-- Start of Provided data --

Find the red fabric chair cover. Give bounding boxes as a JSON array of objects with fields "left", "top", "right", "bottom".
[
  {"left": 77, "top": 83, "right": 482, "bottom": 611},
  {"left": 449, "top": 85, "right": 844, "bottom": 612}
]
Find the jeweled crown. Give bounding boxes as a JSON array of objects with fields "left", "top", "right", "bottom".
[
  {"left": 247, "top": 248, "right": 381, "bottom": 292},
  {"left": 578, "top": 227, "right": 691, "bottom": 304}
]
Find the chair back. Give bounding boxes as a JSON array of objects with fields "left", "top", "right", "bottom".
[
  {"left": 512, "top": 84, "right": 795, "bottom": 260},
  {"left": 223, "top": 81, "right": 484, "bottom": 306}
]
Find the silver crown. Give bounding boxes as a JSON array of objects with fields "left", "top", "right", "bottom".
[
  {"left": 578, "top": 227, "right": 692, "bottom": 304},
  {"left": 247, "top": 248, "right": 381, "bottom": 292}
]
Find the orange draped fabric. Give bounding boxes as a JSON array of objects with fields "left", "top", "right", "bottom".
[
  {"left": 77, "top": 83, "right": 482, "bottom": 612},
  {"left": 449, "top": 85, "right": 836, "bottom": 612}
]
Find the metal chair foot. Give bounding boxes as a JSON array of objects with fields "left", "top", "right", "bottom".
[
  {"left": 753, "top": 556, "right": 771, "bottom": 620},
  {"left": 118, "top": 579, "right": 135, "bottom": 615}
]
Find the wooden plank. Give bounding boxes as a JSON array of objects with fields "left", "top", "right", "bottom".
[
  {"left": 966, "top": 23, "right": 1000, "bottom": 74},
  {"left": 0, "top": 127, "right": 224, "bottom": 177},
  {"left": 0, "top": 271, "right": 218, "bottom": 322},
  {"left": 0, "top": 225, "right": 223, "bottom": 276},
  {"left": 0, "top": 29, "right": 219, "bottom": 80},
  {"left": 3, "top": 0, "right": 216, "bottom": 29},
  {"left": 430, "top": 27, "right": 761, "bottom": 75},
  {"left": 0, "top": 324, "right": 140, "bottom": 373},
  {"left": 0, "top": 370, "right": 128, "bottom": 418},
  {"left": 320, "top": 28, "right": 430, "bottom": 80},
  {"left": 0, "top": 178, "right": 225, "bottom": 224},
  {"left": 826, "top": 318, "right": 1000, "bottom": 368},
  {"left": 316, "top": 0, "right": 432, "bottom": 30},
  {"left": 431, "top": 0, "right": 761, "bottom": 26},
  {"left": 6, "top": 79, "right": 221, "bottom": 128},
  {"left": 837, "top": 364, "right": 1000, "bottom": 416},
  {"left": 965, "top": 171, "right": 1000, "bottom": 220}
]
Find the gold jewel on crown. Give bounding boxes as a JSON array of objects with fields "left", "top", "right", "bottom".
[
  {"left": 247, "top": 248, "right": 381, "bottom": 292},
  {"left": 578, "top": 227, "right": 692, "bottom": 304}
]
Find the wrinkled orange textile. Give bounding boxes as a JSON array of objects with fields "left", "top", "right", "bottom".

-- End of Provided data --

Stated exercise:
Format all of the rows above as a numbered list, one line per item, and omit any blank lines.

Solution:
1. Find the red fabric chair cover. Give bounding boxes as a JSON array of objects with fields "left", "top", "right", "bottom".
2. [
3.   {"left": 77, "top": 83, "right": 482, "bottom": 611},
4.   {"left": 449, "top": 85, "right": 844, "bottom": 612}
5. ]
6. Find the jeweled crown. Give bounding boxes as a JSON array of objects with fields "left", "top", "right", "bottom".
7. [
8.   {"left": 247, "top": 248, "right": 381, "bottom": 292},
9.   {"left": 578, "top": 227, "right": 691, "bottom": 304}
10. ]
11. Find the chair back. Give bounding boxes as a JSON array of objects with fields "left", "top", "right", "bottom".
12. [
13.   {"left": 512, "top": 84, "right": 795, "bottom": 260},
14.   {"left": 223, "top": 81, "right": 484, "bottom": 306}
15. ]
16. Find the silver crown. Give bounding boxes as a JSON array of objects with fields "left", "top", "right", "bottom".
17. [
18.   {"left": 578, "top": 227, "right": 692, "bottom": 304},
19.   {"left": 247, "top": 248, "right": 381, "bottom": 292}
20. ]
21. Find the orange draped fabric. Give bounding boxes as a JSON array of objects with fields "left", "top", "right", "bottom".
22. [
23.   {"left": 77, "top": 83, "right": 482, "bottom": 612},
24.   {"left": 449, "top": 85, "right": 836, "bottom": 612}
25. ]
26. Find the metal chair foot. Give bounding boxes as a JSON array of objects with fields "left", "top", "right", "bottom".
27. [
28.   {"left": 753, "top": 556, "right": 771, "bottom": 620},
29.   {"left": 118, "top": 579, "right": 135, "bottom": 615}
30. ]
31. Find the wooden plank. Give bounding boxes as a JSON array of objects with fields "left", "top", "right", "bottom".
32. [
33.   {"left": 966, "top": 23, "right": 1000, "bottom": 74},
34.   {"left": 0, "top": 127, "right": 224, "bottom": 177},
35.   {"left": 0, "top": 271, "right": 218, "bottom": 322},
36.   {"left": 0, "top": 225, "right": 223, "bottom": 276},
37.   {"left": 0, "top": 29, "right": 219, "bottom": 80},
38.   {"left": 3, "top": 0, "right": 216, "bottom": 29},
39.   {"left": 430, "top": 27, "right": 761, "bottom": 75},
40.   {"left": 0, "top": 324, "right": 140, "bottom": 373},
41.   {"left": 0, "top": 370, "right": 128, "bottom": 418},
42.   {"left": 320, "top": 28, "right": 430, "bottom": 80},
43.   {"left": 0, "top": 178, "right": 225, "bottom": 224},
44.   {"left": 826, "top": 318, "right": 1000, "bottom": 368},
45.   {"left": 316, "top": 0, "right": 432, "bottom": 30},
46.   {"left": 431, "top": 0, "right": 761, "bottom": 26},
47.   {"left": 6, "top": 79, "right": 221, "bottom": 128},
48.   {"left": 837, "top": 364, "right": 1000, "bottom": 416},
49.   {"left": 965, "top": 171, "right": 1000, "bottom": 220}
50. ]
51. Find the gold jewel on crown. Give bounding boxes as a JSON array of objects with fields "left", "top", "right", "bottom".
52. [
53.   {"left": 247, "top": 248, "right": 381, "bottom": 292},
54.   {"left": 578, "top": 227, "right": 692, "bottom": 304}
55. ]
56. Find the wrinkled orange textile. Give bounding boxes as a JSON array of objects with fields "left", "top", "right", "bottom".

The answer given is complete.